## PAGE EXCERPT

════════

Kurt Vonnegut has been my favorite author since high school, when I read the short story collection Welcome to the Monkey House in Mrs. Burdick’s Romance and Realism in Literature class. One short story of his and I was hooked. The next book to make an impact was Slaughterhouse Five, named after the place where Mr. Vonnegut was a prisoner of war in Dresden, Germany. While stationed in Germany, Dresden was a place I could not go. It was a city behind the Iron Curtain. During my recent visit, the curtain was lifted at long last.
To get there, we took the train from Berlin to Dresden. It was a new experience for my son, as intercity train travel is not really a thing in the Midwest. It was the first time in 10 days I could relax while traveling instead of white-knuckling it on the autobahn. Tip: It’s worth it to spend the extra 10 Euros per day to upgrade from a compact car.
Of course, after touring Dresden in a Trabant, I will never complain about the trusty compact that took us from Austria to Berlin. The Trabant (affectionately called a Trabi) we had is a two-cylinder, two-cycle engine that gives a whopping 26 horsepower. I have driven lawn mowers with bigger engines. During the time of the DDR if you wanted a Trabant you had to be connected, and you had to have patience as time on the waiting list was measured in years, not months. Our tour guide had mentioned that the average wait was in the neighborhood of 12 years—for a car that Time magazine ranked as one of the worst 50 cars ever built:
This is the car that gave Communism a bad name. Powered by a two-stroke pollution generator that maxed out at an ear-splitting 18 hp, the Trabant was a hollow lie of a car constructed of recycled worthlessness (actually, the body was made of a fiberglass-like Duroplast, reinforced with recycled fibers like cotton and wood). A virtual antique when it was designed in the 1950s, the Trabant was East Germany's answer to the VW Beetle — a "people's car," as if the people didn't have enough to worry about. Trabants smoked like an Iraqi oil fire, when they ran at all, and often lacked even the most basic of amenities, like brake lights or turn signals. But history has been kind to the Trabi. Thousands of East Germans drove their Trabants over the border when the Wall fell, which made it a kind of automotive liberator. Once across the border, the none-too-sentimental Ostdeutschlanders immediately abandoned their cars. Ich bin Junk!

════════

## DIRECTIVE 1
From the Dresden travel piece, return the part that opens with the words containing "Kurt Vonnegut has" and closes with "at long last.".
## DIRECTIVE 2
In the Dresden travel piece, in which class did the writer first read Welcome to the Monkey House?
## DIRECTIVE 3
Extend the Dresden travel piece with new writing that picks up after its final sentence.

## COLLECTED MATERIAL

════════

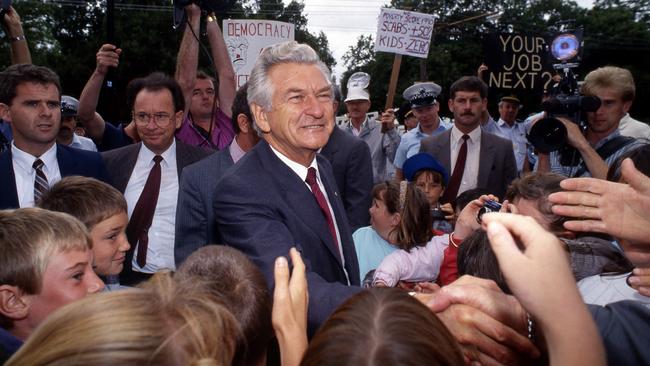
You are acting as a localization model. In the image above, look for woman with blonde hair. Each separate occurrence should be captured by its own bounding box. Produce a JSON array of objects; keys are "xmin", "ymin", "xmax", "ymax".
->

════════

## WRITTEN REPLY 1
Kurt Vonnegut has been my favorite author since high school, when I read the short story collection Welcome to the Monkey House in Mrs. Burdick’s Romance and Realism in Literature class. One short story of his and I was hooked. The next book to make an impact was Slaughterhouse Five, named after the place where Mr. Vonnegut was a prisoner of war in Dresden, Germany. While stationed in Germany, Dresden was a place I could not go. It was a city behind the Iron Curtain. During my recent visit, the curtain was lifted at long last.

## WRITTEN REPLY 2
Mrs. Burdick's Romance and Realism in Literature class.

## WRITTEN REPLY 3
Having driven one for about three hours, that is an accurate account. The mechanical brakes were terrifying, and it felt akin to driving a mosquito fogger as we left a trail of black smoke everywhere we went. That being said, it was a pretty cool and fun experience.
While cruising around Dresden in a Trabant we learned that the city is still rebuilding from World War II. Our guide told us that the Communists wanted to leave the ruins from the fire bombing as they were to remind people of what the capitalists did to their city during the war.
Dresden was one city where I wish we would have had more time. But the weather did not cooperate—it was dreadfully hot, and then it stormed. It did not help that I could not read the city transit map and got us hopelessly lost at one point, finally resorting to flagging a taxi down to get us back to our hotel.
One of the oddest things in Dresden is the shopping area by the Hauptbanhof. It is a huge shopping mall, rivaling many large American shopping malls in size. Far too big to serve just the population Dresden, it is a tourist attraction. And overlooking this monument to consumerism? A block of Soviet style apartment buildings looming over the shopping plaza.
Dresden is not quite the tourist destination that Berlin or Munich are. It is a much smaller city with far fewer tourists, and almost no tourist traps. It is clear, though, that they are trying to make tourism more of an industry than it is today.
It’s still hard to believe that I have been to Dresden, and that I saw the site of the former Slaughterhouse Five. The slaughterhouses have been torn down, and a sports complex now stands in their place. Of course, this is assuming our tour guide actually showed us the correct site. There are photos of other sites claiming to be Slaughterhouse Five as well, and it is possible no one really knows where Vonnegut was in Dresden. So it goes ...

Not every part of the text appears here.